_EXERCISE GOAL_. Please render the material below, from the line with "In this exercise you will locate the cherry" to the line with "point(571, 373)", as a JSON list of strings with one string per line. Leave out any blank lines.

[Start DATA SUPPLIED]

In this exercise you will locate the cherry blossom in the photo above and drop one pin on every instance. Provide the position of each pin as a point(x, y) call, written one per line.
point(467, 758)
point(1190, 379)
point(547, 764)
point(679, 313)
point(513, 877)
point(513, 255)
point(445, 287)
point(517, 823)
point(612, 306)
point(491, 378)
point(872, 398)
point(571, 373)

[End DATA SUPPLIED]
[Start DATA SUPPLIED]

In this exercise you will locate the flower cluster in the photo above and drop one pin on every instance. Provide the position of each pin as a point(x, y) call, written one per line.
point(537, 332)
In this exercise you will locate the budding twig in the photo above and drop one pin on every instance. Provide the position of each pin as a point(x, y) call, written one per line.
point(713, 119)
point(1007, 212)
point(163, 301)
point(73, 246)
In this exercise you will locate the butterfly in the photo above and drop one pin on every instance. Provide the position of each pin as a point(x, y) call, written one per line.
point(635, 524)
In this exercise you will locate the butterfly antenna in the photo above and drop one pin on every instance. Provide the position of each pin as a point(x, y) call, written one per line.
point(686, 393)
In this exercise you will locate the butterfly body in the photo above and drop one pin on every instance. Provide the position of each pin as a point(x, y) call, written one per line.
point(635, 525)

[End DATA SUPPLIED]

_THE ANSWER_.
[
  "In this exercise you will locate the cherry blossom in the photo above and drop one pin on every instance. Provide the position of each pin as a point(x, y) call, written one per line.",
  "point(467, 758)",
  "point(1190, 379)",
  "point(547, 764)",
  "point(679, 313)",
  "point(513, 877)",
  "point(513, 255)",
  "point(445, 287)",
  "point(517, 823)",
  "point(612, 306)",
  "point(491, 378)",
  "point(872, 398)",
  "point(571, 373)"
]